- _EXERCISE_
Using the data beneath, show every line that includes the word "beard".

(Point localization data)
==========

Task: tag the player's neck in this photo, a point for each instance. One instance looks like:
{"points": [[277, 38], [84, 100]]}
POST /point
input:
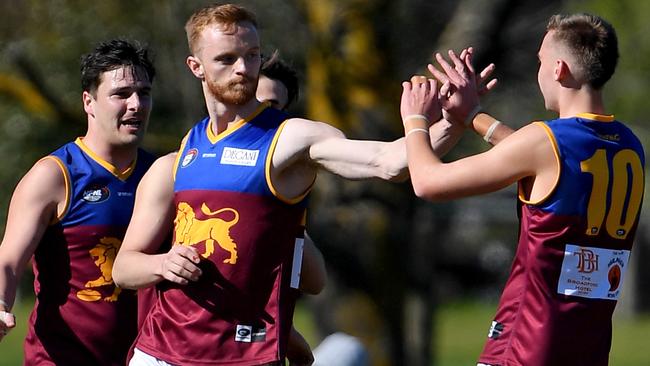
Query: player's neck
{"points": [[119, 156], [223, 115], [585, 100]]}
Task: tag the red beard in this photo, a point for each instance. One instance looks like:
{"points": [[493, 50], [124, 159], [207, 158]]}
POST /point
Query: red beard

==========

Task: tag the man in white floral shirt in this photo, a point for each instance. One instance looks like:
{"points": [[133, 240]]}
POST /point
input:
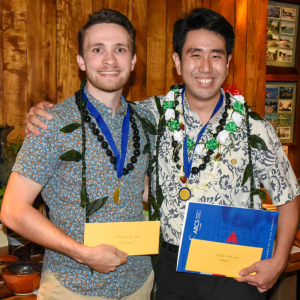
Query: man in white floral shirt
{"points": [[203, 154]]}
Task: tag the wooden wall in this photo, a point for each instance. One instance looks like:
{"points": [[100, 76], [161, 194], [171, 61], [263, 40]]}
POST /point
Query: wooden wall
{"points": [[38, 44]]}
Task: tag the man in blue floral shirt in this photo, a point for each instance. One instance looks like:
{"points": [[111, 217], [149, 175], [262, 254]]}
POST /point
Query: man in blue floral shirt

==========

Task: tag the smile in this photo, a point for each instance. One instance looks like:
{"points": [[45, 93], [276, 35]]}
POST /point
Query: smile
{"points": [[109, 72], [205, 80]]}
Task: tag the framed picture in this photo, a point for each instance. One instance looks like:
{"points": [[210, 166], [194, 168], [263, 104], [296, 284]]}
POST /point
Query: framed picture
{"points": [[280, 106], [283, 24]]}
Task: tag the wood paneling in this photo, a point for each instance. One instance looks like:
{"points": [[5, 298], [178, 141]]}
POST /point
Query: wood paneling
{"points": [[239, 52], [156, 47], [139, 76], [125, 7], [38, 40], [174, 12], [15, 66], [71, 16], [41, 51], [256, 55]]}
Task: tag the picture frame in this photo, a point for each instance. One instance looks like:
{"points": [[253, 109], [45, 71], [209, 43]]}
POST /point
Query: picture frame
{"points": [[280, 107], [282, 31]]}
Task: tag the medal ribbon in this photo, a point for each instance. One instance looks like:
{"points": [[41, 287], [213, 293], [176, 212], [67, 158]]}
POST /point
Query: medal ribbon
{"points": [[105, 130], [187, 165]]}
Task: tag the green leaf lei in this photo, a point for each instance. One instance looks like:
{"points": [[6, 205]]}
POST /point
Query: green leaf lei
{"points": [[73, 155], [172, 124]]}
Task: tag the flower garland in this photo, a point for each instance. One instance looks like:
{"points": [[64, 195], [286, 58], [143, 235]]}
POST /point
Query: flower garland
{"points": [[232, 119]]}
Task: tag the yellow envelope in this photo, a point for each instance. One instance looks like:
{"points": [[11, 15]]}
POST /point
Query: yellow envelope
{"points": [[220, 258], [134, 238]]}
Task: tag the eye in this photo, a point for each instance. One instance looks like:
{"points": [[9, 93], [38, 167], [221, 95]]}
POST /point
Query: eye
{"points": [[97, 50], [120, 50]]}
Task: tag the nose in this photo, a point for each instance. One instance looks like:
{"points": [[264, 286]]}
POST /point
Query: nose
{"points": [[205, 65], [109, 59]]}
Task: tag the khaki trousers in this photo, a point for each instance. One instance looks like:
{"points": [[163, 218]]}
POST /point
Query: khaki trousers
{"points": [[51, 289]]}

==========

- _REPLY TO THE EXERCISE_
Task: tag the red beard in this photo, a point for each instance. One instance looks like:
Query: red beard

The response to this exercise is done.